### [Exercício 1]
Devolva, sem nenhuma alteração, o trecho do texto sobre a poesia de Alberto Pucheu que vai de "Poesia hiper-realista" até "entre seus livros.".

### [Texto extraído]
Na filosofia, os pensamentos se misturam, sem que cada um perca a individualidade Na poesia, eles se fundem, soldados em metal e imagem. Eles sacrificam a sua origem para ganhar uma outra textura, aparecendo mais como um espírito do que como corpo. Como diz Pucheu, o poema deriva de conexões inesperadas entre palavras cotidianas, das zonas de instabilidade. Articula-se dinamizando relações, e não estagnando idéias. A proposta de Escritos da indiscernibilidade, dividido em quatro capítulos, é admitir a casualidade e o improviso na ação lírica. “Para que, na complexa trama da superficialidade, um pensamento poético, incondicionalmente a favor da vida e de seu perigo oscilante, aposte no presente irretratável.” Falar não é aceitar a fala, mas desafiar a fala, resistir às facilidades. Buscar a simplicidade orgânica, não o simplório. Difícil? Não, se o escritor optar pela fluência do que ouve do que pela ambição de ser ouvido.
A filosofia e a poesia aparecem irmanadas, com destinos complementares, ainda que diferentes. “Há poetas que até sabem escrever, mas como pensam mal! E filósofos que sabem pensar, mas como lhes falta o ímpeto da criação!”, ironiza Pucheu, fiel adepto da gramática da rua e da sintaxe do trânsito. O escritor defende o tratamento de esgoto da literatura brasileira. Pede bueiros nas páginas, prevenindo a inundação sentimental e o experimentalismo oco.
Poesia hiper-realista
Alberto Pucheu, 37 anos, é de uma linhagem que não separa a poesia da vida. Olha simultaneamente à esquerda e à direita, para “a paisagem e o livro”. Evita a faixa de segurança: tem conhecimento de causa que a poesia serve para dizer o que não somos, ao contrário dela decretar um perfil definitivo. Com cinco volumes publicados (Na cidade aberta, Escritos da fragmentação, A fronteira desguarnecida, Ecometria do silêncio e A vida é assim), une a tradição reflexiva clássica com o despojamento verbal e andamento coloquial modernista. Representa um filósofo leigo, cujo sistema de pensamento é constituído de praias, favelas, ruínas e arranha-céus. Obsessivo, temas voltam à tona confirmando uma seqüência antológica entre seus livros.
A vida é assim (Azougue, 2001), seu livro de poesia mais recente, tem um viés digno da escola de cinema italiano neo-realista. “Entro, com os pés descalços, na cidade aberta.” Além das coincidências, cidade aberta remete a um dos filmes mais conhecidos dos anos 40 de Roberto Rosselini e o título de estréia de Pucheu.
Entretanto, o poeta não quer imitar a realidade. Sugere um hiper-realismo, com um toque macabro de imaginário para extrair o melhor e o pior dos dias. Decantado em três capítulos, a obra contém 13 poemas em versos livres, três crônicas poéticas e uma tradução de um poema inexistente. Em linhas gerais, apresenta um homem na crise dos 30 anos, que avalia com pessimismo as possibilidades de seu futuro.

### [Material fornecido]
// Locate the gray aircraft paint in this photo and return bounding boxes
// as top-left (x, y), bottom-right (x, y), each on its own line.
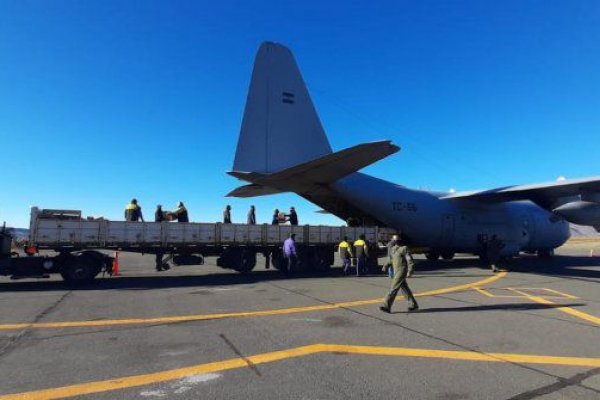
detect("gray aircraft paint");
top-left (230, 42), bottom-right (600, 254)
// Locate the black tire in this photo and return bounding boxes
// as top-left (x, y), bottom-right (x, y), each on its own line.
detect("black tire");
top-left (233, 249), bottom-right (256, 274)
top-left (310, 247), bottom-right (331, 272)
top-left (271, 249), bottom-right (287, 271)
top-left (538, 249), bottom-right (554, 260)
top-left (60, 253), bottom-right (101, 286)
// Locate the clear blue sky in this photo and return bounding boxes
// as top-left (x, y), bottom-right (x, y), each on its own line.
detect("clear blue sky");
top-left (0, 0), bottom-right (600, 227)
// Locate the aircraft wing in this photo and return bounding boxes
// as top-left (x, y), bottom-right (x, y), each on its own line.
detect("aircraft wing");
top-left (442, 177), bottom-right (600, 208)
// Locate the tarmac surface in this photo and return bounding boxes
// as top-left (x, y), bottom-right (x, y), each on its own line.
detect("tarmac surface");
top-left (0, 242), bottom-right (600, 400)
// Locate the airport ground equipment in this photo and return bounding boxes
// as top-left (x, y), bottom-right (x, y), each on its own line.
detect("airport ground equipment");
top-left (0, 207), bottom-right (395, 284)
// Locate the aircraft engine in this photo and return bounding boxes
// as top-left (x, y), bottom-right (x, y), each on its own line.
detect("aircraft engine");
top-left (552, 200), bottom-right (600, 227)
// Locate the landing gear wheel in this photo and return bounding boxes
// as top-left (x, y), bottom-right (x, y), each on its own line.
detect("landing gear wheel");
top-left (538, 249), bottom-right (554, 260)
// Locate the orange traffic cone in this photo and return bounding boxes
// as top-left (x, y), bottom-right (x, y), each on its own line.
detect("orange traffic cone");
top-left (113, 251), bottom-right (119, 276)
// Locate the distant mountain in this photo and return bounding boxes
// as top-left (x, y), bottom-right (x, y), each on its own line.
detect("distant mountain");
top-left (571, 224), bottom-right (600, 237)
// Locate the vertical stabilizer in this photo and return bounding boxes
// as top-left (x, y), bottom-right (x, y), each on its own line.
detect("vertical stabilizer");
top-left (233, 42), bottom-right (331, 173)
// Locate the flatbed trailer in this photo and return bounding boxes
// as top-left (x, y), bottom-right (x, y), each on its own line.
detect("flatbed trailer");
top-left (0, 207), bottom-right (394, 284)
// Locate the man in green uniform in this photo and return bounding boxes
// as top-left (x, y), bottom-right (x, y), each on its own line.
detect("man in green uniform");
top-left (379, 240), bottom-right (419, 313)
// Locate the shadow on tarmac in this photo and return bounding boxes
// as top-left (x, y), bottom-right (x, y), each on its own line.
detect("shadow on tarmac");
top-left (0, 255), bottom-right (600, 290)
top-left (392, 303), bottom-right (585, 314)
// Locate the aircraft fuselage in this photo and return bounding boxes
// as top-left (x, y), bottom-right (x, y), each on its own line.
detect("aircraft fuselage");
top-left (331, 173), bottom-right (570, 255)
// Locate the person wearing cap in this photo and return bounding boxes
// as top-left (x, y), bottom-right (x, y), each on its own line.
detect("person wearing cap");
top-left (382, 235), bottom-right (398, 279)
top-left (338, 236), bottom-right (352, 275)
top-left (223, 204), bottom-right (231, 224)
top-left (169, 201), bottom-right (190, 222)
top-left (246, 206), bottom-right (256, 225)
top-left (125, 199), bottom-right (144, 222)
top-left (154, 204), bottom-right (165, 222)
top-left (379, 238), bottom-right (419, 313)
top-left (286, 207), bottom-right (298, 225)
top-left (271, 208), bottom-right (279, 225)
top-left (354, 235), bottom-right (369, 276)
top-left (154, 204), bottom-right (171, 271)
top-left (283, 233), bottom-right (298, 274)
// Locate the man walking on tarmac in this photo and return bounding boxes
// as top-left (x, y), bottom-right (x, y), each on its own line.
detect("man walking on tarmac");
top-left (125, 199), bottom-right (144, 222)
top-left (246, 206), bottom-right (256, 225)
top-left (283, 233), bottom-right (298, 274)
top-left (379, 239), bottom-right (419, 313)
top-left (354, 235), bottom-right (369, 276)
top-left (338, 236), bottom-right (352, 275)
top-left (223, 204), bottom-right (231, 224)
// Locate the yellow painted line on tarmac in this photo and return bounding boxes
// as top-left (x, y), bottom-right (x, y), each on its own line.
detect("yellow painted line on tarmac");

### [Exercício 2]
Redimensione os registros da linha com "tire in this photo and return bounding boxes" até a linha com "top-left (113, 251), bottom-right (119, 276)", ambas incluídas, reproduzindo somente essas linhas, inclusive as de instrução. Multiplique cada coordenada das caixas delimitadoras por 0,65 e arredonde para o inteiro mais próximo, com as metades para cima.

### [Resposta 1]
Poesia hiper-realista
Alberto Pucheu, 37 anos, é de uma linhagem que não separa a poesia da vida. Olha simultaneamente à esquerda e à direita, para “a paisagem e o livro”. Evita a faixa de segurança: tem conhecimento de causa que a poesia serve para dizer o que não somos, ao contrário dela decretar um perfil definitivo. Com cinco volumes publicados (Na cidade aberta, Escritos da fragmentação, A fronteira desguarnecida, Ecometria do silêncio e A vida é assim), une a tradição reflexiva clássica com o despojamento verbal e andamento coloquial modernista. Representa um filósofo leigo, cujo sistema de pensamento é constituído de praias, favelas, ruínas e arranha-céus. Obsessivo, temas voltam à tona confirmando uma seqüência antológica entre seus livros.

### [Resposta 2]
// Locate the black tire in this photo and return bounding boxes
// as top-left (x, y), bottom-right (x, y), each on its own line.
detect("black tire");
top-left (151, 162), bottom-right (166, 178)
top-left (202, 161), bottom-right (215, 177)
top-left (176, 162), bottom-right (187, 176)
top-left (350, 162), bottom-right (360, 169)
top-left (39, 164), bottom-right (66, 186)
// Locate the clear blue sky in this photo and return bounding boxes
// as top-left (x, y), bottom-right (x, y), each on its own line.
detect("clear blue sky");
top-left (0, 0), bottom-right (390, 148)
// Locate the aircraft wing in this photo and return bounding boxes
// as top-left (x, y), bottom-right (x, y), each on its own line.
detect("aircraft wing");
top-left (287, 115), bottom-right (390, 135)
// Locate the tarmac surface in this photo and return bounding boxes
// as top-left (x, y), bottom-right (x, y), each on its own line.
detect("tarmac surface");
top-left (0, 157), bottom-right (390, 260)
// Locate the airport ground equipment in this photo and return bounding boxes
// as top-left (x, y), bottom-right (x, y), each on its own line.
detect("airport ground equipment");
top-left (0, 135), bottom-right (257, 185)
// Locate the aircraft engine in this photo and return bounding boxes
// as top-left (x, y), bottom-right (x, y), each on its own line.
detect("aircraft engine");
top-left (359, 130), bottom-right (390, 148)
// Locate the landing gear wheel in this photo and return bounding boxes
// as top-left (x, y), bottom-right (x, y), each on its own line.
detect("landing gear wheel");
top-left (350, 162), bottom-right (360, 169)
// Locate the orange traffic cone in this photo and return bounding boxes
// as top-left (x, y), bottom-right (x, y), each on its own line.
detect("orange traffic cone");
top-left (73, 163), bottom-right (77, 179)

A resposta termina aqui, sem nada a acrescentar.